STORED ROWS ▸
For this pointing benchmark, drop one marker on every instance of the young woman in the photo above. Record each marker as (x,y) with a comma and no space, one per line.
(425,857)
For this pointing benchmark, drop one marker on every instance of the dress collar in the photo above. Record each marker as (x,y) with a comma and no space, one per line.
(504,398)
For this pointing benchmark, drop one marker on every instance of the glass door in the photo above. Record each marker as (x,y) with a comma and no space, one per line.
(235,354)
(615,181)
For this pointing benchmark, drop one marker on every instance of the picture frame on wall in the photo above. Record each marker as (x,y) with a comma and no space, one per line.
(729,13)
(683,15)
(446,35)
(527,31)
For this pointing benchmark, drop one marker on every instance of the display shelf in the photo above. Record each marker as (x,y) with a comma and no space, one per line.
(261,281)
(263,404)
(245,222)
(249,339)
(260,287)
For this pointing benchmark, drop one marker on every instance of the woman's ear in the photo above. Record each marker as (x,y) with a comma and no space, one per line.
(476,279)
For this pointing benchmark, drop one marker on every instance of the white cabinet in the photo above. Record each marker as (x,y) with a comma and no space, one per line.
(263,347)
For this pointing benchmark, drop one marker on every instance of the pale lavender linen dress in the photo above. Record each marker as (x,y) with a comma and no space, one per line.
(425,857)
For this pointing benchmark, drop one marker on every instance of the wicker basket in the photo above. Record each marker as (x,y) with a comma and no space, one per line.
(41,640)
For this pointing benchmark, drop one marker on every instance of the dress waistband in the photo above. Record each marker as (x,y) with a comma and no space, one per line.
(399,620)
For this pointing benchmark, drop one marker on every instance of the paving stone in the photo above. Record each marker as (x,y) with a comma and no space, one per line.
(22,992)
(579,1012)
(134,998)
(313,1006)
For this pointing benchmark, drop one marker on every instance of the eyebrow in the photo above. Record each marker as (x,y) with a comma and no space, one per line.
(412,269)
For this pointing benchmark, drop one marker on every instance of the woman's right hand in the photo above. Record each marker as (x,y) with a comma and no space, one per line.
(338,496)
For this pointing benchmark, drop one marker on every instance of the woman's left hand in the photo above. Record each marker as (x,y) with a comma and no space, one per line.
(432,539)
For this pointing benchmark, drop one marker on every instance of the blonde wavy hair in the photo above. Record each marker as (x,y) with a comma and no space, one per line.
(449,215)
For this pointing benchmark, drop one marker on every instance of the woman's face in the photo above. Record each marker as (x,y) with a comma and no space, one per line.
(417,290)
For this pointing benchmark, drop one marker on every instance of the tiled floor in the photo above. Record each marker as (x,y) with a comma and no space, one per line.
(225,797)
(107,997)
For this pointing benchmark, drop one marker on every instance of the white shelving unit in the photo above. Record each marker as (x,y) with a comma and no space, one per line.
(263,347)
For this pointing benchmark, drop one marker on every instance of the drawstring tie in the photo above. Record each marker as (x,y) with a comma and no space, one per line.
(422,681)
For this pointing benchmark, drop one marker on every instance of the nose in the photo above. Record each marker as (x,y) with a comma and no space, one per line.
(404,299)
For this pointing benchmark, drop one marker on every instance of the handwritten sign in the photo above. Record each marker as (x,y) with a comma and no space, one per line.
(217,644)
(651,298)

REQUIRED WORK ▸ Return every record above exactly as it appears.

EXERCISE ANSWER ▸
For this pointing benchmark, drop one marker on every instance of the young woman in the photo above. Record each marker as (x,y) with a comma and no space, one per line.
(425,857)
For this pointing benchmark, drop one marker on every instance of the dress collar in the photo above. Record each marker as (x,y) with a comma and no space, one per line.
(504,398)
For this pointing benchmark, drop one marker on every instance of the glass door in the photo above. Record each marker as (x,y) with a comma and no space, one per line.
(235,354)
(615,181)
For this pointing benchmark, drop one marker on every instance of the picture frame on wall in the photo above. Record each marker as (x,y) with a comma and no space, one per line.
(729,13)
(683,15)
(446,35)
(527,31)
For this pointing benchmark, drop one marker on every instance of the display shelf in the photo above. Record each marker as (x,y) with a comma and no space, one per line.
(261,281)
(263,404)
(245,222)
(249,339)
(260,287)
For this pointing benchmark, drop one marker on every instance of the woman's ear in the photo above. Record each marker as (x,y) with a comma and no space, one per line.
(476,279)
For this pointing benchmark, drop one marker on every instance of the white cabinet in the photo above. Record each marker as (x,y) with a comma and no space, one per line.
(263,347)
For this pointing benchmark, drop one marker on every instance of the pale lavender linen dress in the photo above. Record each marker as (x,y) with a comma and no space, one per line.
(425,857)
For this pointing benchmark, drop one marker on every instance of the wicker basket in the photo above. Record each marker as (x,y) with a comma and no space, one per line.
(41,640)
For this pointing benchmark, drop one marker on every instance of the dress waistband in the photo above. Record each marker as (x,y) with a comma and no space, one per line.
(399,620)
For this pointing benchmark, drop one marker on every instance of the paving stone in the photo above. Record each marker as (x,y) with a comma and no space, one per line.
(22,992)
(579,1012)
(134,998)
(313,1006)
For this pointing benchmark, drop one marker on every instance of the eyebrow in the photo above. Record each marker as (x,y) with a comma and no space, one per line.
(412,269)
For this pointing benchmark, drop one marker on every instance of the woman's right hand in the photo above. Record each marker as (x,y) with a comma and no space, one per line.
(338,496)
For this pointing benchmark, drop one marker on every instance of the woman's left hand in the photo above. Record each marker as (x,y) with a comma and no space, one per line.
(432,539)
For this pointing benchmark, drop one marker on every instance of the blonde wavy hair in the photo above. Record each marker as (x,y) with a comma and no space, one per line.
(449,215)
For this pointing benchmark, drop one marker on every instance of the woman's face in the photo above. Record each marker as (x,y) with a comma and no space, one per line.
(417,290)
For this pointing benchmark, drop one marker on every instance of the tiled floor in the photo above. Record each marker as (x,y) with a comma and no space, one per line.
(225,797)
(107,997)
For this pointing benchmark, drop one marker on every instance of the white shelving unit in the photo above. Record each marker as (x,y) with a comma and no space, one per line.
(263,347)
For this pointing benchmark, drop one marker on every instance of the drawstring tie in the photo above. Record each marker as (x,y) with a comma and no space, one per line.
(422,681)
For this pointing benchmark, drop one marker on every instance of the nose in the photo above. Record each marker as (x,y) with a comma and no space, one per line.
(404,299)
For this pointing benchmark, drop one marker on every instance of the handwritten sign in the photo above. Record each marker as (x,y) with a comma and no space, one per line.
(217,644)
(651,298)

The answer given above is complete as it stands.